▸ **EXERCISE DESCRIPTION**: The line containing "Each instance receives one keypoint. Mark the potted" marks the start, and the last line of the records below marks the end. Print that run exactly and nothing else.

◇ ◇ ◇ ◇ ◇

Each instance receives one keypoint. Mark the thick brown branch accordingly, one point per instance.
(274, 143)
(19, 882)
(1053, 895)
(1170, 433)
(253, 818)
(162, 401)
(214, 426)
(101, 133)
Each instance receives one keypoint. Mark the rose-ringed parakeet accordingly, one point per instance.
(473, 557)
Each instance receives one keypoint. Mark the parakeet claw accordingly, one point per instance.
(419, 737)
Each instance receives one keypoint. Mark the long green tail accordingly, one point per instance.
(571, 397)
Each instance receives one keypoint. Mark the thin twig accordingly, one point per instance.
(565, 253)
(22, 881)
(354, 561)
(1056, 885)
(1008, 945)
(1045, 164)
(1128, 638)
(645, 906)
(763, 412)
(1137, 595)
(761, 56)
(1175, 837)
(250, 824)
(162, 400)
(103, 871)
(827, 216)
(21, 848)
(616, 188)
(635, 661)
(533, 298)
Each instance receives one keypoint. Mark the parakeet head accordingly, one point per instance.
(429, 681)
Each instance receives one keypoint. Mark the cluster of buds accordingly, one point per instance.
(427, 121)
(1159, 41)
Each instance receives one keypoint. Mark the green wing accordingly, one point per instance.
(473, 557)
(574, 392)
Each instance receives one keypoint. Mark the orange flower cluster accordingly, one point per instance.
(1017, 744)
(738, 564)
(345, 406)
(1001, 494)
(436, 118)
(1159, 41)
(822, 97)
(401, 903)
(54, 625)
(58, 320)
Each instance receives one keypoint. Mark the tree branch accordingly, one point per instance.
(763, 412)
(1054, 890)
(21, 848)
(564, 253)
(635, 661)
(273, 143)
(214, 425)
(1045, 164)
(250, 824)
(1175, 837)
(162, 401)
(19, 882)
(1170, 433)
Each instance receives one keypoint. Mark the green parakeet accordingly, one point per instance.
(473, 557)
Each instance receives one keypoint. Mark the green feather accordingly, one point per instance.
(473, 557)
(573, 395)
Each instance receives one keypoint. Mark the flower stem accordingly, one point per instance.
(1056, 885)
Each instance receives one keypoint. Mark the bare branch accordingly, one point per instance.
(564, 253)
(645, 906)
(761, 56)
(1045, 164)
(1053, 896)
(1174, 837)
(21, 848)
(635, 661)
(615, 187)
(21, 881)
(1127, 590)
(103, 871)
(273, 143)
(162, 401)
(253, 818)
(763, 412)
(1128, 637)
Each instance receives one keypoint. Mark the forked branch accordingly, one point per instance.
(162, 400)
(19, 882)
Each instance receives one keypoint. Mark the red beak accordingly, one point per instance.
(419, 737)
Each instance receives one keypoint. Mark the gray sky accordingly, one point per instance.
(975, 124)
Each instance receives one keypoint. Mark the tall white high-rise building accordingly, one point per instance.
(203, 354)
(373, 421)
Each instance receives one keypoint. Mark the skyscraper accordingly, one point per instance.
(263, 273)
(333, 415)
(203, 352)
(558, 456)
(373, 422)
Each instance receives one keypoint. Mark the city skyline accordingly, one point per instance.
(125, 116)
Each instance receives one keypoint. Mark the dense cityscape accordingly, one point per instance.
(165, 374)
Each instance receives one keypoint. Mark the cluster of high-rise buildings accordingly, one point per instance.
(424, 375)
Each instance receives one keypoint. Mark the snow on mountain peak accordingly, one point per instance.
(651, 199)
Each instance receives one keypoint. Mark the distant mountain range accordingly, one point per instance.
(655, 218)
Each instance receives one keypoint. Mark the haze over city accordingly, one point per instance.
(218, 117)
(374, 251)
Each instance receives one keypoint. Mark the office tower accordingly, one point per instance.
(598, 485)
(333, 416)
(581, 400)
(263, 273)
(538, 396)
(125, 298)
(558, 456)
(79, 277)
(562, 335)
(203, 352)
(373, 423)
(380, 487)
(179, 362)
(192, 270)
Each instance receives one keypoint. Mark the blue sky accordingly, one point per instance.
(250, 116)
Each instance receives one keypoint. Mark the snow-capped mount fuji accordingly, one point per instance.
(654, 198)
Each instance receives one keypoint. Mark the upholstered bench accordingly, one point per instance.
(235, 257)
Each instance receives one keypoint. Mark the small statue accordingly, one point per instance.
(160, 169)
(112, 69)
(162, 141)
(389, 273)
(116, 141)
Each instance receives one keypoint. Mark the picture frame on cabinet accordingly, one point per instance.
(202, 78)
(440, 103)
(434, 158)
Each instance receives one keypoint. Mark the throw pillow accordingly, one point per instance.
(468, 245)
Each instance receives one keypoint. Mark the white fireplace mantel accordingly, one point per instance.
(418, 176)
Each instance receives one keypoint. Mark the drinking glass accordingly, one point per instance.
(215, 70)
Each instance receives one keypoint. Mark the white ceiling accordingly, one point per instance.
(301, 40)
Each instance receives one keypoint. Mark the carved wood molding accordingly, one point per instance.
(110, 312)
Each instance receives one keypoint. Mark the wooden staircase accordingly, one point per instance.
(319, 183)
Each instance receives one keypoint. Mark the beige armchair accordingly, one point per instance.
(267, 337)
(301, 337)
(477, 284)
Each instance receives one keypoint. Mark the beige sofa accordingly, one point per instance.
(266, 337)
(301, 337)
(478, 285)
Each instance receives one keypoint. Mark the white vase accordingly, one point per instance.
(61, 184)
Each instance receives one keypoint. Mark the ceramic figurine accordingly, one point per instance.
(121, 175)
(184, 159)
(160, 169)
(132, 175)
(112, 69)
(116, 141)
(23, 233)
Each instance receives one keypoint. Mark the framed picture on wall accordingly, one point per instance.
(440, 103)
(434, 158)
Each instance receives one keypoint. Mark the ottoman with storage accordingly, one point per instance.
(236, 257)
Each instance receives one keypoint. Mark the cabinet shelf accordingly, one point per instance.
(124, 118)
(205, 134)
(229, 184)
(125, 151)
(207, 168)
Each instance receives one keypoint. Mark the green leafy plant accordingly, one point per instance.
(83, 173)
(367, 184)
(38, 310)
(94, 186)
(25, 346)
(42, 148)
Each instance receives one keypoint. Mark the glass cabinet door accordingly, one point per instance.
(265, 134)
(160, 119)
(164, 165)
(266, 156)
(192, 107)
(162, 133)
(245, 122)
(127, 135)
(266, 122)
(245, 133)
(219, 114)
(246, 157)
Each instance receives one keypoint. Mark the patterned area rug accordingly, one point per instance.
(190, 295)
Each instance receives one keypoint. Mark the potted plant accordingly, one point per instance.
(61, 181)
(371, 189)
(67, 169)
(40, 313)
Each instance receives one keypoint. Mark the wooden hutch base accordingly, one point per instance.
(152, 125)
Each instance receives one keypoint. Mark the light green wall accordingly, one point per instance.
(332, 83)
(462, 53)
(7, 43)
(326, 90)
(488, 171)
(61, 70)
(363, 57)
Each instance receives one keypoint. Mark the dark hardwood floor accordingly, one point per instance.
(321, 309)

◇ ◇ ◇ ◇ ◇

▸ **EXPECTED OUTPUT**:
Each instance receives one keypoint. Mark the potted plant accordingly, one point per instance.
(61, 181)
(371, 189)
(67, 169)
(40, 313)
Each instance receives one keypoint. Mark the wooden hutch base accordingly, one point per instance.
(152, 125)
Each instance receives one keypoint. Mark the light green wall accordingly, one point per instance.
(332, 83)
(462, 53)
(7, 43)
(326, 90)
(488, 171)
(61, 70)
(363, 57)
Each instance receives one keypoint. Mark the dark hardwood floor accordingly, one point per instance.
(321, 309)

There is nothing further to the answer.